◆ WHAT YOU ARE ASKED TO DO: Please print out every entry below, verbatim.

Saved entries
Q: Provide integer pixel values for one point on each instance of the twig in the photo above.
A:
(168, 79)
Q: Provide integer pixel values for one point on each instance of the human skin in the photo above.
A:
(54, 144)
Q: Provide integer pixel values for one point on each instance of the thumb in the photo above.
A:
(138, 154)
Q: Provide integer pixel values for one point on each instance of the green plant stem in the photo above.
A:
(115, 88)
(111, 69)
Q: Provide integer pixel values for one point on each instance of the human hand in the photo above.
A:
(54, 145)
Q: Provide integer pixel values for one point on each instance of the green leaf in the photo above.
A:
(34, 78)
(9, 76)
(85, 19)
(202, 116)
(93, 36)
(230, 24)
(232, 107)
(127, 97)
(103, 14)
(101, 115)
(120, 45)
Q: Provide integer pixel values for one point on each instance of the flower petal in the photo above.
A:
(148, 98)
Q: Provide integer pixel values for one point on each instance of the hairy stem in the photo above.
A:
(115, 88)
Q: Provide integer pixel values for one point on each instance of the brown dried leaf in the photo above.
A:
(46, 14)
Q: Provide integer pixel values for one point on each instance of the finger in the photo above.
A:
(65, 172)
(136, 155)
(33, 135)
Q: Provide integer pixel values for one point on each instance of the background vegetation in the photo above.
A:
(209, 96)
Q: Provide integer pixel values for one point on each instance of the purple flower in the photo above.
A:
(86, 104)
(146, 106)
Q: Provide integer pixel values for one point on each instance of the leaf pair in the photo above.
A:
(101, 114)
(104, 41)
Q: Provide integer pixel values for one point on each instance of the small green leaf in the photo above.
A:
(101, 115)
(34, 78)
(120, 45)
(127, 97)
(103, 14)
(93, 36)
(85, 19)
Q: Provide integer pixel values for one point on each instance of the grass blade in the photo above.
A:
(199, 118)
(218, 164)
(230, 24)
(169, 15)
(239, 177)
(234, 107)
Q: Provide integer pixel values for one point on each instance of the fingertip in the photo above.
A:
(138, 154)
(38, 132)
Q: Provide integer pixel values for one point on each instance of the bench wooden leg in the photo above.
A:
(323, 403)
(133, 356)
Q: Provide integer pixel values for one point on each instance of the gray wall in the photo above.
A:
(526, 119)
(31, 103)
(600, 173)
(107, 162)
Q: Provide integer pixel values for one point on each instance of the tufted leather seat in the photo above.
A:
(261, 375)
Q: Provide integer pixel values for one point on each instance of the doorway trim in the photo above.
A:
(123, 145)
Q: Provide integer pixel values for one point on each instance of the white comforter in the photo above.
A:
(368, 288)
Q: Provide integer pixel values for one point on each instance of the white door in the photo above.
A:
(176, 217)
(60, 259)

◆ TASK RESPONSE:
Q: Provide integer pixel values for one point on each instance of the twig in the photo above.
A:
(168, 79)
Q: Provide integer pixel values for one point on each instance of the human skin in the photo above.
A:
(54, 144)
Q: Provide integer pixel values for one point on each instance of the thumb in the photo above.
A:
(138, 154)
Q: Provide integer pixel values for one point on each instance of the green plant stem in the photo above.
A:
(115, 88)
(111, 69)
Q: Provide integer pixel values for one point on each instance of the human hand in the photo above.
A:
(54, 145)
Q: Provide integer pixel values for one point on each instance of the green leaf in the photo above.
A:
(34, 78)
(9, 76)
(85, 19)
(202, 116)
(93, 36)
(230, 24)
(232, 107)
(127, 97)
(103, 14)
(101, 115)
(120, 45)
Q: Provide integer pixel values for one point on each instance of the flower petal in the photo above.
A:
(148, 98)
Q: Provide integer pixel values for one point on each instance of the hairy stem in the photo above.
A:
(115, 88)
Q: Provide integer pixel values for one point on each instance of the brown dried leaf in the photo above.
A:
(46, 14)
Q: Provide integer pixel values for one point on each instance of the finger in the photo above.
A:
(65, 172)
(136, 155)
(33, 135)
Q: Provide integer pixel values for one point on each instance of the background vegetation in the photo above.
A:
(209, 96)
Q: Provide integer pixel values for one point on each instance of the purple flower in the photo above.
A:
(86, 104)
(146, 106)
Q: Provide integer pixel values for one point on each instance of the leaf pair in the photo above.
A:
(101, 114)
(104, 41)
Q: Provide integer pixel values for one point on each instance of the small green leaf in the photo above.
A:
(101, 115)
(34, 78)
(120, 45)
(127, 97)
(103, 14)
(93, 36)
(85, 19)
Q: Provide integer pixel values for one point on each instance of the grass blade in the photo above.
A:
(199, 118)
(218, 164)
(230, 24)
(169, 15)
(239, 177)
(234, 107)
Q: Provide integer pixel values for one point on each instance of the fingertip in the photo above.
A:
(138, 154)
(38, 132)
Q: Provide integer pixel values for one point on each instance of the bench wooden leg in the photo above.
A:
(323, 403)
(133, 356)
Q: Provide integer pixel values for one point on each instance of the gray wall in the photo above.
A:
(526, 119)
(31, 103)
(600, 173)
(107, 162)
Q: Provide integer pixel values for one point on each instance of the tufted leather seat in the photo above.
A:
(261, 375)
Q: Provide integer pixel values for one point on each instance of the doorway trim in the photo above.
A:
(123, 145)
Q: Provide integer pixel values for one point on each instance of the white comforter in the photo above.
A:
(368, 288)
Q: Provide integer pixel values for one point on each instance of the white door in the photo above.
A:
(176, 217)
(60, 259)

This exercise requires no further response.